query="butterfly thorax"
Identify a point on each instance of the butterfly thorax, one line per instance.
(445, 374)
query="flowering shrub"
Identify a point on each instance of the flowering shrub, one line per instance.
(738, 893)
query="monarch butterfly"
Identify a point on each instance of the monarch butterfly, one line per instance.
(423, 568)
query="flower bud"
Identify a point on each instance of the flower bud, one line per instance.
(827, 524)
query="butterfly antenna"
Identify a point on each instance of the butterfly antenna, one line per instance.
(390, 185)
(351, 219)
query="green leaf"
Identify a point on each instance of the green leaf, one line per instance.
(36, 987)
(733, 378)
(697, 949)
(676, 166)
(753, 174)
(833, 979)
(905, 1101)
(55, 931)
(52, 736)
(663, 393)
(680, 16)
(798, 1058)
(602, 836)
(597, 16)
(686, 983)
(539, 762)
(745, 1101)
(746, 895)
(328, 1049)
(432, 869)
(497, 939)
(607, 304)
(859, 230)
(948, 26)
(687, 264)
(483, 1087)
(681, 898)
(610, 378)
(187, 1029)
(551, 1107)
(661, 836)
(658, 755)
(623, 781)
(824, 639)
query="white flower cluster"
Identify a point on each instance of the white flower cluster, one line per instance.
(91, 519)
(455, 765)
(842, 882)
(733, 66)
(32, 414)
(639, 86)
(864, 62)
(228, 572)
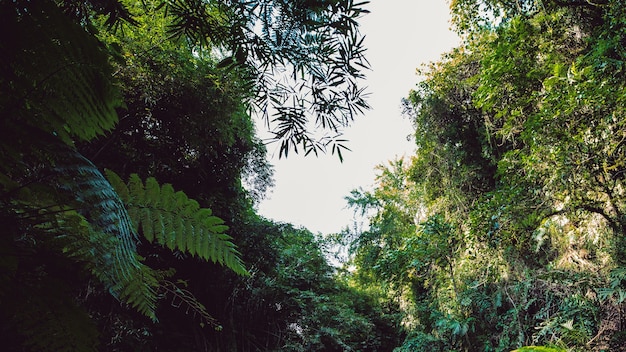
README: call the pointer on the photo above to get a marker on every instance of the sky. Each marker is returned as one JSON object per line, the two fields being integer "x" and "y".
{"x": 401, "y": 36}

__Requirement__
Output every line of the records above as a JSON list of strings, one string per line, leaving out blank lines and the picture.

__Finished answer__
[
  "query=\"butterfly thorax\"",
  "Identify a point on each instance of the butterfly thorax, one line per instance.",
  "(445, 374)",
  "query=\"flowering shrub\"",
  "Identify a point on each instance of the flowering shrub, one line per instance.",
  "(738, 893)",
  "query=\"monarch butterfly\"",
  "Identify a point on each instance of the monarch butterfly, one line per instance.",
  "(423, 568)",
  "query=\"flower bud\"",
  "Identify a point on each instance of the flower bud, one line per instance.",
  "(827, 524)",
  "query=\"butterfly antenna\"",
  "Identify a point on each instance of the butterfly antenna, one line per instance.",
  "(390, 185)",
  "(351, 219)",
  "query=\"green leaf\"",
  "Identify a point on each instance of the green leaf, one line per instance.",
  "(36, 987)",
  "(733, 378)",
  "(697, 949)",
  "(676, 166)",
  "(753, 174)",
  "(833, 979)",
  "(905, 1101)",
  "(55, 931)",
  "(52, 736)",
  "(663, 393)",
  "(680, 16)",
  "(798, 1058)",
  "(602, 836)",
  "(597, 16)",
  "(686, 983)",
  "(539, 762)",
  "(745, 1101)",
  "(746, 895)",
  "(328, 1049)",
  "(432, 869)",
  "(497, 939)",
  "(607, 304)",
  "(859, 230)",
  "(948, 26)",
  "(687, 264)",
  "(483, 1087)",
  "(681, 898)",
  "(610, 378)",
  "(187, 1029)",
  "(551, 1107)",
  "(661, 836)",
  "(658, 755)",
  "(623, 781)",
  "(824, 639)",
  "query=\"white flower cluster\"",
  "Identify a point on each instance of the white flower cluster, one line per instance.",
  "(91, 519)",
  "(455, 765)",
  "(842, 882)",
  "(733, 66)",
  "(32, 414)",
  "(639, 86)",
  "(864, 62)",
  "(228, 572)",
  "README: call the pointer on the photo above to get a marker on every instance of the sky. Each marker is returned as one JSON object per line, the two fields being integer \"x\" and \"y\".",
  "{\"x\": 401, \"y\": 36}"
]